Find the line that contains "Target: pale sky" and print it and every line after it, exactly, please.

— Start of Input material —

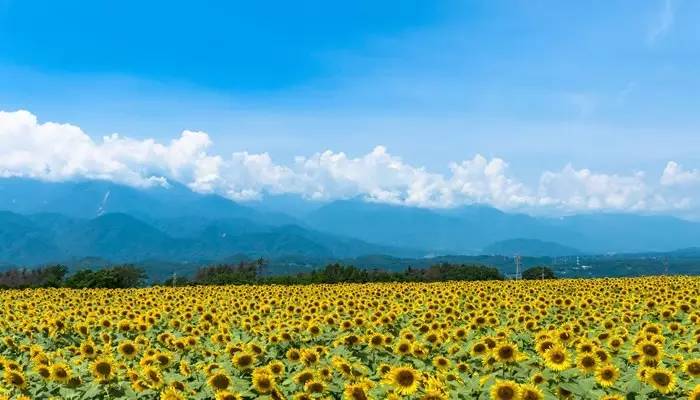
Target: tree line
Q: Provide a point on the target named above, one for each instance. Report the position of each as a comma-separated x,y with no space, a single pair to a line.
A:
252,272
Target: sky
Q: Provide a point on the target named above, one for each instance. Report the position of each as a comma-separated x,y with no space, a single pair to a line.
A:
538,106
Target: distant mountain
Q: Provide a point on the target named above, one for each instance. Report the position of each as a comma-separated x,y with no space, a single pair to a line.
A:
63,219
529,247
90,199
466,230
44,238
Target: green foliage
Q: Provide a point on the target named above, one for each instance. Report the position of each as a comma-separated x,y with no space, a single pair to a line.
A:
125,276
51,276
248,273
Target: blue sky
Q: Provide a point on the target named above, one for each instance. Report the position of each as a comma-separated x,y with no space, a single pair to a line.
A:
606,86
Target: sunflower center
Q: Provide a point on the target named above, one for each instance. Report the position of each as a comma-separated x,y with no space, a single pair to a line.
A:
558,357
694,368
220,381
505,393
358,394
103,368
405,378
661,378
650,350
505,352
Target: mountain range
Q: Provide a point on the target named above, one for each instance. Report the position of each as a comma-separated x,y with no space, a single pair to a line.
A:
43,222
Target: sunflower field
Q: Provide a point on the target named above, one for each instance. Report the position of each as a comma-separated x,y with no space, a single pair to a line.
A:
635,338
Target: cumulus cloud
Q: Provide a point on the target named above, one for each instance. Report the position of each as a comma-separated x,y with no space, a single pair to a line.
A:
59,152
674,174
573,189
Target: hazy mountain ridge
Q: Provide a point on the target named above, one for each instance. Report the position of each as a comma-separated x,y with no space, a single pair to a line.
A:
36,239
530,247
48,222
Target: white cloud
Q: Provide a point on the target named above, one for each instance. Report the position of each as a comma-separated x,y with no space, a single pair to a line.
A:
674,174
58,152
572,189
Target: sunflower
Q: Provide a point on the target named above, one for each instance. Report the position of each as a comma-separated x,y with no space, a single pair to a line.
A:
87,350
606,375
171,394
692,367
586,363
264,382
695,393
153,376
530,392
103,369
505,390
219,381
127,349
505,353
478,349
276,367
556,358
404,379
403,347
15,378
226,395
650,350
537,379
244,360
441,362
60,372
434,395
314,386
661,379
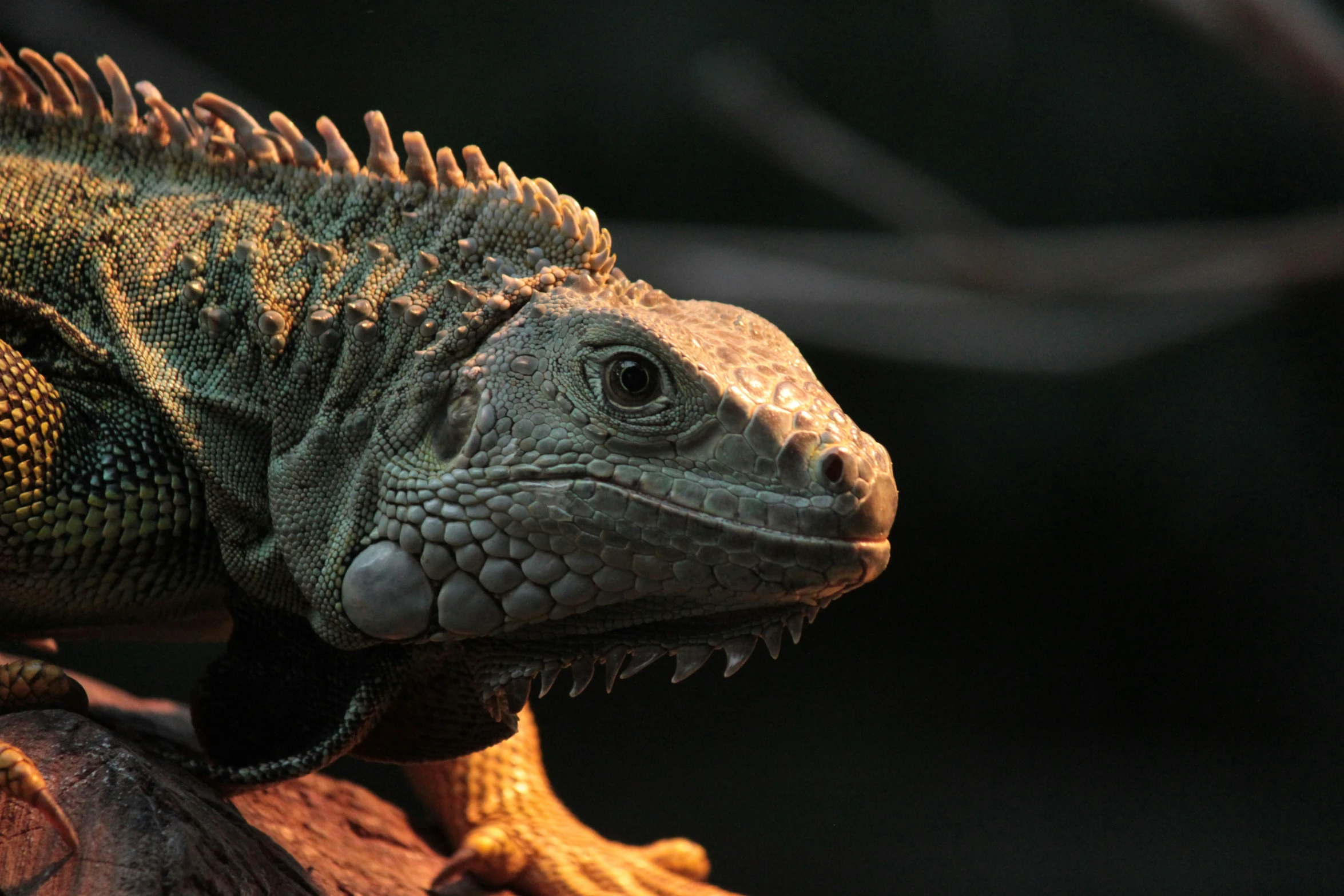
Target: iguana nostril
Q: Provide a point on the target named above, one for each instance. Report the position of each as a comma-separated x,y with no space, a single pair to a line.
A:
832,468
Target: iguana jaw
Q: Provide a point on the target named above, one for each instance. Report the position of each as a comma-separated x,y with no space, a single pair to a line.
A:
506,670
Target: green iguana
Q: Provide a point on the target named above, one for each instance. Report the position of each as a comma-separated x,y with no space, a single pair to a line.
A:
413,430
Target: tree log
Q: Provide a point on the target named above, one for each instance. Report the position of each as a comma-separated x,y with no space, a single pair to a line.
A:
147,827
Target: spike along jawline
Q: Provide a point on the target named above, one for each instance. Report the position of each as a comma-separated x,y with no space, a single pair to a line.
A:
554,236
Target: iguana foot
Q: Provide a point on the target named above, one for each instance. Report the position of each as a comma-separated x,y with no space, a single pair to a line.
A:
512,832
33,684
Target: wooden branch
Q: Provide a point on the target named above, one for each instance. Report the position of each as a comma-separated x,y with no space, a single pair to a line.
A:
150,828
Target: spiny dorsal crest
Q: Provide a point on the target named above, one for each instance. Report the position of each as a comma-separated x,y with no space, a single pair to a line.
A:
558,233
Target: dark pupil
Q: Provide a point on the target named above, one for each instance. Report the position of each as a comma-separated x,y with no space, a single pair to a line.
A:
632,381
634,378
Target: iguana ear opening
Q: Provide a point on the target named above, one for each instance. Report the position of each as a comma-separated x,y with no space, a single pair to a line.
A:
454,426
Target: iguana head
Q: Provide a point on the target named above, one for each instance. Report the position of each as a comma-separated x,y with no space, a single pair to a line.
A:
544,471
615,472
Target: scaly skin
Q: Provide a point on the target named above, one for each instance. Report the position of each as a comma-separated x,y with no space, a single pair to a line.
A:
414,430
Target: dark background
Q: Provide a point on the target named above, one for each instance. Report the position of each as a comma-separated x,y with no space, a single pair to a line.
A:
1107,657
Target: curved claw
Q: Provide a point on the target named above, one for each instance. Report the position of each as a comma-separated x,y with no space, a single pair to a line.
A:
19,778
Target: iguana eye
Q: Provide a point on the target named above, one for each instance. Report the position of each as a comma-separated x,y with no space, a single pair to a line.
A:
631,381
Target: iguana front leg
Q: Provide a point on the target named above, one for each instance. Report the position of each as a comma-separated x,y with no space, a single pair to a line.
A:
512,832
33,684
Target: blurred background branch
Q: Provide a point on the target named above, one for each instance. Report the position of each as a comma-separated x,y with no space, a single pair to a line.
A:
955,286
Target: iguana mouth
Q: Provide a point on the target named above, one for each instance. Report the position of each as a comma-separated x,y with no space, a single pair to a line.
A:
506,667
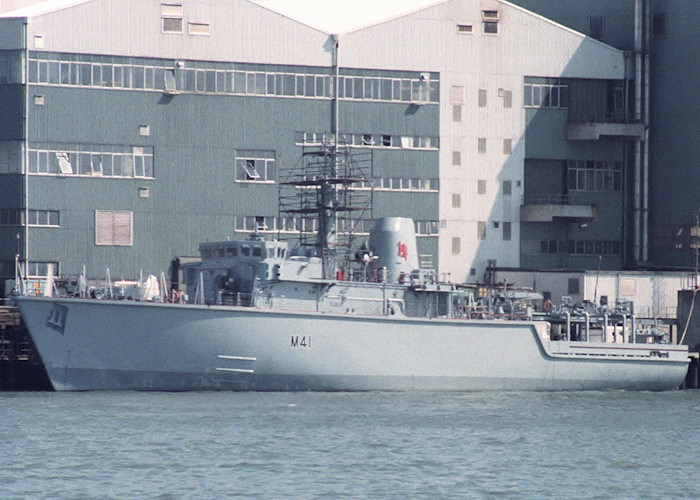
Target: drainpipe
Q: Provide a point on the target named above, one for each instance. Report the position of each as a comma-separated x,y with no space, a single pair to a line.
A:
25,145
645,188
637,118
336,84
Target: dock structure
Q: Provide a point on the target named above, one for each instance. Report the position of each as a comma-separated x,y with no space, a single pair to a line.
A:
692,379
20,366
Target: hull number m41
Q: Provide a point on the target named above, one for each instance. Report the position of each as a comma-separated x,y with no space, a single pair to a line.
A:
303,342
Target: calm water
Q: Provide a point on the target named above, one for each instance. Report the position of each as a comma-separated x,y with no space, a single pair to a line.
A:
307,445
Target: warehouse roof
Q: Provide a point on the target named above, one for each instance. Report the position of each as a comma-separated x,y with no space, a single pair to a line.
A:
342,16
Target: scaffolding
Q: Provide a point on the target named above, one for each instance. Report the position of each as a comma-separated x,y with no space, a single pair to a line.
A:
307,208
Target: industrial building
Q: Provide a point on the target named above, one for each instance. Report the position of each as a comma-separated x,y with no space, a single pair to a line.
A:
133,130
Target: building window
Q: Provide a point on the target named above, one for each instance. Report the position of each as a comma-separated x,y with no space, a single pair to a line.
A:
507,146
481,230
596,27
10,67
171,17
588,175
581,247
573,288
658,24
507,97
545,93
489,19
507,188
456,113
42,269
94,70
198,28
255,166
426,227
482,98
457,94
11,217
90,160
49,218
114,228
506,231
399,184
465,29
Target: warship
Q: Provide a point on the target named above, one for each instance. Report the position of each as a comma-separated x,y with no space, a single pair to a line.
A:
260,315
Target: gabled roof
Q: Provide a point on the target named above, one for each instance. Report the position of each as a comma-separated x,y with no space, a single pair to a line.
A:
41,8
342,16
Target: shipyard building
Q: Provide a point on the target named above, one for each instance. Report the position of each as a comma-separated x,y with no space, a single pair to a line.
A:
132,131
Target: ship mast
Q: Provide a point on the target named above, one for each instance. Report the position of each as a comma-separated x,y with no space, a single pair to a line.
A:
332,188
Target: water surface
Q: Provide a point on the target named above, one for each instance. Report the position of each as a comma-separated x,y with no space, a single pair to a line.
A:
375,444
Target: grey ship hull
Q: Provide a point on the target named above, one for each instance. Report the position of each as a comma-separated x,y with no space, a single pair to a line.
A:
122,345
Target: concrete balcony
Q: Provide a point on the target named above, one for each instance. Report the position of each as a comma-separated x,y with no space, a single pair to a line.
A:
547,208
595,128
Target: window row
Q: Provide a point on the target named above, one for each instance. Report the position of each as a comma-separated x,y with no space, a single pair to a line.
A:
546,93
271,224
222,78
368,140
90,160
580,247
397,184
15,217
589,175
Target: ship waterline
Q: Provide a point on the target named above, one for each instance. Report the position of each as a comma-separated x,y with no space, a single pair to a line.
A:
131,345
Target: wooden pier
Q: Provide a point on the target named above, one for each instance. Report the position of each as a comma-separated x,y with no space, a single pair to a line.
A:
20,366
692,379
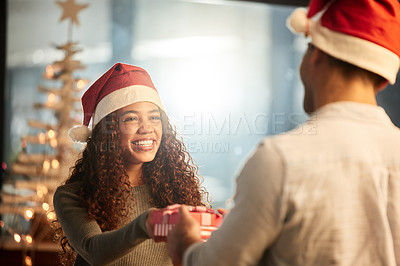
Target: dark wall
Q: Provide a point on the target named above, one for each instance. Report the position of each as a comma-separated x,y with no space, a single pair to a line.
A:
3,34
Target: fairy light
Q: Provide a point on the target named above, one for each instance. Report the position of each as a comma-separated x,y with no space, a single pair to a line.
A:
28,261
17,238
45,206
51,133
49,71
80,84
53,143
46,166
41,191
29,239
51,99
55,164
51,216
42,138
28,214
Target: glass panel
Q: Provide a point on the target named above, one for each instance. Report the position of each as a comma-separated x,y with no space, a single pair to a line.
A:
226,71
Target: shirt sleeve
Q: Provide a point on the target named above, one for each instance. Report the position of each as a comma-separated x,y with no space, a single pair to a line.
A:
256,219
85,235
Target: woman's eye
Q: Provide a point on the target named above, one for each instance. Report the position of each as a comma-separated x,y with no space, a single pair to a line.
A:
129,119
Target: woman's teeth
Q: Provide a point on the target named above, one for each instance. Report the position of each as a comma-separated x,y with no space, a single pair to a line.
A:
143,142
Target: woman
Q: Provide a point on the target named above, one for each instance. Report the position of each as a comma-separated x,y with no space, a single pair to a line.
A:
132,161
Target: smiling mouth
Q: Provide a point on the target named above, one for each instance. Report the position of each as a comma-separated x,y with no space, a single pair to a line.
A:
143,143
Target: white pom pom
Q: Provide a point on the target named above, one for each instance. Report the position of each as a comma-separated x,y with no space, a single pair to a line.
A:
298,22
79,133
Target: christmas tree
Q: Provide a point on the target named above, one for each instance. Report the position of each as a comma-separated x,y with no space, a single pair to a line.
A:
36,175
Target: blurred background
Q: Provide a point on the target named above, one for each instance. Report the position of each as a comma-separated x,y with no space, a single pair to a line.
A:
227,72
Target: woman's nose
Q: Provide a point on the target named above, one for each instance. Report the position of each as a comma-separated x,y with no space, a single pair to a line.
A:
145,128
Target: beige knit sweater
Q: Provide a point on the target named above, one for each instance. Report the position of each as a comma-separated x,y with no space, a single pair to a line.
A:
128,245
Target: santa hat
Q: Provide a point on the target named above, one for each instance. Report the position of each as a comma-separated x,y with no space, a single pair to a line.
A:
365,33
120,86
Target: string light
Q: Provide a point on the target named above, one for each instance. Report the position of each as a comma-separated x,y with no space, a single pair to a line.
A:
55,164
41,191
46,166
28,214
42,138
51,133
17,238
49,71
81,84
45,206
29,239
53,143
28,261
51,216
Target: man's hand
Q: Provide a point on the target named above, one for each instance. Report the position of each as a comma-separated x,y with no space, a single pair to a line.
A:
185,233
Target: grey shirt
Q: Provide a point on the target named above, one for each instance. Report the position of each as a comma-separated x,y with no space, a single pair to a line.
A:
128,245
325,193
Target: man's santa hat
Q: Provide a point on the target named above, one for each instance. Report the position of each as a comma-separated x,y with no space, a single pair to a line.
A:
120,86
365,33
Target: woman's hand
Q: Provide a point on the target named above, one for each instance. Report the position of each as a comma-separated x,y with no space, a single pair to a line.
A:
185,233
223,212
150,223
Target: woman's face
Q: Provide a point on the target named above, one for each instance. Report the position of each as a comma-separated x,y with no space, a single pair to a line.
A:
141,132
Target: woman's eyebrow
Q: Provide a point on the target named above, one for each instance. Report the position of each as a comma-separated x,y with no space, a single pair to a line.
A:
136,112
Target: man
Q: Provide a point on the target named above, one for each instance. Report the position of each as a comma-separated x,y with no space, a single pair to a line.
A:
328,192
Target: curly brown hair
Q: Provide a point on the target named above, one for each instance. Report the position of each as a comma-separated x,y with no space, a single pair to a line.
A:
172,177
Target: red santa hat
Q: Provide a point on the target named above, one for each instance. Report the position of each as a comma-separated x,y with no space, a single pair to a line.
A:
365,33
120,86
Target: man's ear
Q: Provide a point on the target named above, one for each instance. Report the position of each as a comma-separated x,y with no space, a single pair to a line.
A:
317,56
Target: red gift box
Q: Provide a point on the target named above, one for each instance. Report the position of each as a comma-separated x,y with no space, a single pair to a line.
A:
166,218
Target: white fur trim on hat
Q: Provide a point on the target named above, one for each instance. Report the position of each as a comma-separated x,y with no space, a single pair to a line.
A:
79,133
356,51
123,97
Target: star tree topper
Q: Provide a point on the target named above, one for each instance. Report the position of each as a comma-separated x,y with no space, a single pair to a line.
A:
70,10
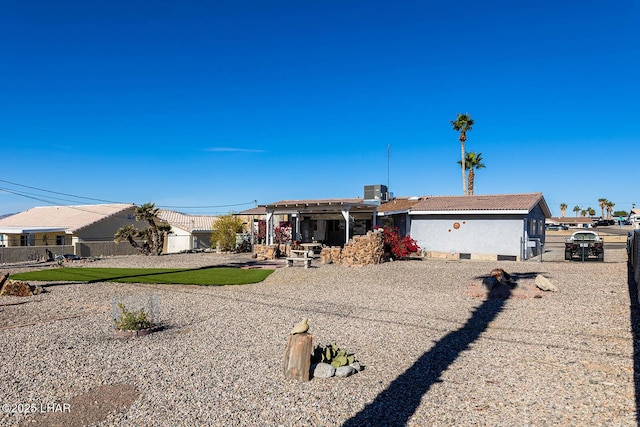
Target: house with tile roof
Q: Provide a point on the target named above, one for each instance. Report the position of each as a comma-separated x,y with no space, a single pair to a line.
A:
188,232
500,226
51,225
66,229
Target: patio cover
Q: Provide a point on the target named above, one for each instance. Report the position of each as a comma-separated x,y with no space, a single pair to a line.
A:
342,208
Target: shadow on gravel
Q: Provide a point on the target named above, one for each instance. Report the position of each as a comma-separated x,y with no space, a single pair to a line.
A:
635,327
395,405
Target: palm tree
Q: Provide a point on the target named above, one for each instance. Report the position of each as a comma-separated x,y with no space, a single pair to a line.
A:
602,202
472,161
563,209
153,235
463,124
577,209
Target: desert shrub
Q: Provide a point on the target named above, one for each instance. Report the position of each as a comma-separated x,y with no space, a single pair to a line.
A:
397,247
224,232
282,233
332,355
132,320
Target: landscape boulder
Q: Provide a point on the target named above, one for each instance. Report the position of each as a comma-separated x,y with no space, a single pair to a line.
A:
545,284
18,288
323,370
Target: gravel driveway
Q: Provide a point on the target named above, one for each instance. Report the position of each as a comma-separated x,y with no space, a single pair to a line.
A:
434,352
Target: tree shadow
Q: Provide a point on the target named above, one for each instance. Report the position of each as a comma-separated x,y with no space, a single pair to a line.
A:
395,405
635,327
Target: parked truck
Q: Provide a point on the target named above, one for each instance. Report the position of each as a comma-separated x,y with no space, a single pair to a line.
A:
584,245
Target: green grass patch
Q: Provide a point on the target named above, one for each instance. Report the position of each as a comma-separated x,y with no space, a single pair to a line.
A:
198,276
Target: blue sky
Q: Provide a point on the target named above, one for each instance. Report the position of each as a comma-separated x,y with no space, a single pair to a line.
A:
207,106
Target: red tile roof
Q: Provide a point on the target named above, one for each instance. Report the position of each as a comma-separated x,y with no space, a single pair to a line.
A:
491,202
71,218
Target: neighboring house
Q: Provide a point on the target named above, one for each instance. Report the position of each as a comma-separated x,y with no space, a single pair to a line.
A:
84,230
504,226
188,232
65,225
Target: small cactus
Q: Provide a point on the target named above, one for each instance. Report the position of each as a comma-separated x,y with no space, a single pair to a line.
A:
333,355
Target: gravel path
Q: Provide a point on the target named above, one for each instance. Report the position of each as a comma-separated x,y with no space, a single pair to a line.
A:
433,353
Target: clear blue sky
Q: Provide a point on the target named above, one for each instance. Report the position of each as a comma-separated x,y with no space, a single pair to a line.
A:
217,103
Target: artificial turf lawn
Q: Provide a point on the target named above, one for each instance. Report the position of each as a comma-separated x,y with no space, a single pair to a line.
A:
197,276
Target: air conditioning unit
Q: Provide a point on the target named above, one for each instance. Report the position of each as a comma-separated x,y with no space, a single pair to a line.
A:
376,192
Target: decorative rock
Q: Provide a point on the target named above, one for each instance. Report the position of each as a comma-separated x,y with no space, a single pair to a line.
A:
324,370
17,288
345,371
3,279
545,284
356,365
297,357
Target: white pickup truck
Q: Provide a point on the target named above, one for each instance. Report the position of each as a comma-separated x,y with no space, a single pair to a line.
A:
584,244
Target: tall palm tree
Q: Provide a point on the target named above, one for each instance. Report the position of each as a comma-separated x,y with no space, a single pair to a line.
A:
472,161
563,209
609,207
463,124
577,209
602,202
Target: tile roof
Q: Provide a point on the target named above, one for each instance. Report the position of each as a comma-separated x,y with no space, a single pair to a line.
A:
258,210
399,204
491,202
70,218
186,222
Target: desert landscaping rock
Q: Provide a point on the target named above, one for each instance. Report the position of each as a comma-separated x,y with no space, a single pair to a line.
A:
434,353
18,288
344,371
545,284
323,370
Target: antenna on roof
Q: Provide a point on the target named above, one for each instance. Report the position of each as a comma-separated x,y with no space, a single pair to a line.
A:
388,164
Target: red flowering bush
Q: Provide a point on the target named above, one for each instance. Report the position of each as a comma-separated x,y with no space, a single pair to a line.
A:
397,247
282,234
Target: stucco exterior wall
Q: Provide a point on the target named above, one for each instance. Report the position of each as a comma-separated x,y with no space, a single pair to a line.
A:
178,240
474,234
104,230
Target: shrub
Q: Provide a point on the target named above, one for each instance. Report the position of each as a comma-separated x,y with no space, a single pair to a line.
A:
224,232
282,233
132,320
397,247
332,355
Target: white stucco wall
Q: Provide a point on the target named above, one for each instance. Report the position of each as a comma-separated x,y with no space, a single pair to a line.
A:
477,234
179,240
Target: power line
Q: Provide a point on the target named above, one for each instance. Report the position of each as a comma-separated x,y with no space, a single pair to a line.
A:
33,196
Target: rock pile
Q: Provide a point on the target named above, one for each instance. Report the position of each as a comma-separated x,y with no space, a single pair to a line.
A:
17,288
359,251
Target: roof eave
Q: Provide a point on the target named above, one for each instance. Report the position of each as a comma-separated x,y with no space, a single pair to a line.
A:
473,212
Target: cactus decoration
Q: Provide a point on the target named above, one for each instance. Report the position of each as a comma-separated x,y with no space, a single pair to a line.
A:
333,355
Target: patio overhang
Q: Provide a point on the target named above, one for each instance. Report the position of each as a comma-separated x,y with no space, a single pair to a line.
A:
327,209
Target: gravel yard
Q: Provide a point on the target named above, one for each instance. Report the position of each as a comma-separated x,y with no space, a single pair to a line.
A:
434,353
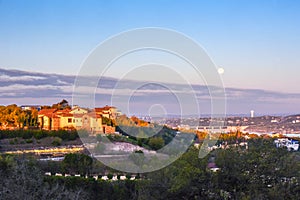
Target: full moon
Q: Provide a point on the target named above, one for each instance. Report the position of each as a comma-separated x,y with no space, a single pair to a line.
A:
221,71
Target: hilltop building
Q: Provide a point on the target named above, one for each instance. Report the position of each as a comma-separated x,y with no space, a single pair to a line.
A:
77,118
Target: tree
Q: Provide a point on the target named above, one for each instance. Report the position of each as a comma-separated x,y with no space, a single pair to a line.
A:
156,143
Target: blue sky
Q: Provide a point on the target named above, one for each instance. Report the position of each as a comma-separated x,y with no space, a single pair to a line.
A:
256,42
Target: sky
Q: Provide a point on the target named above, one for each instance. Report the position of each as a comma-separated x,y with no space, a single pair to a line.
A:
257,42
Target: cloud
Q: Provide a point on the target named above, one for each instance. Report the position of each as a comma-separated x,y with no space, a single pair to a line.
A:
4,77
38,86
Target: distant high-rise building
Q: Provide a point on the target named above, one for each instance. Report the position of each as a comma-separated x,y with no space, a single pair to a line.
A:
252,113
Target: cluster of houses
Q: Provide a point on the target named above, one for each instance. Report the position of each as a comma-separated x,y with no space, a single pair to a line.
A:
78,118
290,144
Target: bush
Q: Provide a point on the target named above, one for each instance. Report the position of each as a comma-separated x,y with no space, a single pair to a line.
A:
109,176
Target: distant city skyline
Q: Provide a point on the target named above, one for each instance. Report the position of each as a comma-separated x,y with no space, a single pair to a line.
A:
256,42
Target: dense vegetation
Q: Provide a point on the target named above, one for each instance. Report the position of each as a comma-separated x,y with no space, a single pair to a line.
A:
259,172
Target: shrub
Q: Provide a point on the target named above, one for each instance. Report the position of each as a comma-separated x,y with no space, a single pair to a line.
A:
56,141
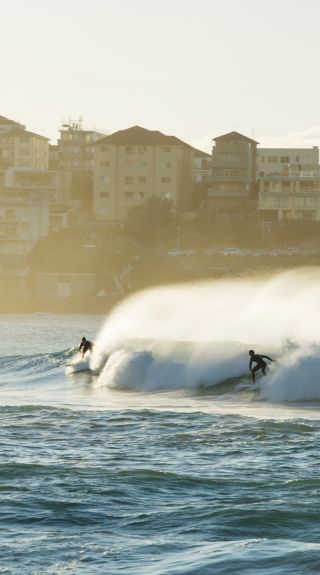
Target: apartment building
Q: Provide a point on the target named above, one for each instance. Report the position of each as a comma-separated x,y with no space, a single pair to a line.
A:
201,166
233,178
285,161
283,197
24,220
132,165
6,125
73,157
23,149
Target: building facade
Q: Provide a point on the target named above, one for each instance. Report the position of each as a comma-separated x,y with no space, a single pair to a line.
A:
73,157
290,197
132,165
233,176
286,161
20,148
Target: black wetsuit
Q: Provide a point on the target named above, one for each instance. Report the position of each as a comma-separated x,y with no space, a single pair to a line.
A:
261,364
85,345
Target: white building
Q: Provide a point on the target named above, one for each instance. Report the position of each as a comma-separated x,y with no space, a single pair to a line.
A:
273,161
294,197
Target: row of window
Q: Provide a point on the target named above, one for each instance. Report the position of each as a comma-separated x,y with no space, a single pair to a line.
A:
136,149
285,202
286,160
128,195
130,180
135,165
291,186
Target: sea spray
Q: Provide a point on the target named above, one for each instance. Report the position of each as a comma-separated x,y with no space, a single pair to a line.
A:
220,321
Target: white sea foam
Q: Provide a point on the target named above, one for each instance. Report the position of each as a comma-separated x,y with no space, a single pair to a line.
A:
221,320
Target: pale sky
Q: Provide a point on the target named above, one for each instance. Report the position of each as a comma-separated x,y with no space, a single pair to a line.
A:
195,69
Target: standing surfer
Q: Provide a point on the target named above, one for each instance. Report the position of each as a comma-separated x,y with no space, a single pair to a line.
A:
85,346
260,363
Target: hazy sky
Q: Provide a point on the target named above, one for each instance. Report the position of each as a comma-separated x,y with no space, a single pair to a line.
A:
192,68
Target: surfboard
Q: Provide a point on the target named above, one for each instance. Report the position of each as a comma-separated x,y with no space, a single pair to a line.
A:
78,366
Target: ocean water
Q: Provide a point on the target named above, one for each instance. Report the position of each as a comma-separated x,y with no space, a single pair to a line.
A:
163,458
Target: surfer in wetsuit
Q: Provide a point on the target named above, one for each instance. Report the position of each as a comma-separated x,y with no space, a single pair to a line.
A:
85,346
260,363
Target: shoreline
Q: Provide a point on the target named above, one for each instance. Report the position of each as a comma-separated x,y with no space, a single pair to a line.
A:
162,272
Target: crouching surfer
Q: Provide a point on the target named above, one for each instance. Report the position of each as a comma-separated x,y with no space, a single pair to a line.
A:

— End of Input material —

• Task output
Target: pale sky
Q: Provide a point on the target named above, one for each instance. Report the position of each as a comma-separated x,y with no space, a single pair to a line.
A:
195,69
Target: standing surfer
Q: Provide a point on the target named above, one for each instance. Report the position of each as a comma-separated x,y with no space, a single pair to a line.
A:
85,346
260,363
Target: hazy sky
Q: Provide a point on the target named above, one for each instance. Report the position of each as a comma-separated x,y with no space, a single pair to a line.
A:
192,68
Target: surfboard
Q: Provide a point on the target named above, one for each instance. Report the position of each as a comma-separated x,y with no space, a single pair to a line.
A:
78,366
Target: ocean water
Q: Provide a point on the target named above, one for each instance. Report the position of each as a comma-separated x,y with no space, a single pair to a line.
A:
163,458
Target: surfer in wetsuit
Q: Provide a point on the target named above, one for each instance. Report the position of each as a comma-separated x,y with no space, a single pair to a line.
A:
85,346
260,363
Target: shoreline
Q: Provide a point on the target named above, one for each instance. Report the position of each as a comma-separated x,y with no space, a single pair to a line.
A:
162,272
Target: crouching surfer
Q: Provide a point on the target named above, one for each instance. Report the position of each as a comma-separated x,y with no space, a single pair to a line.
A:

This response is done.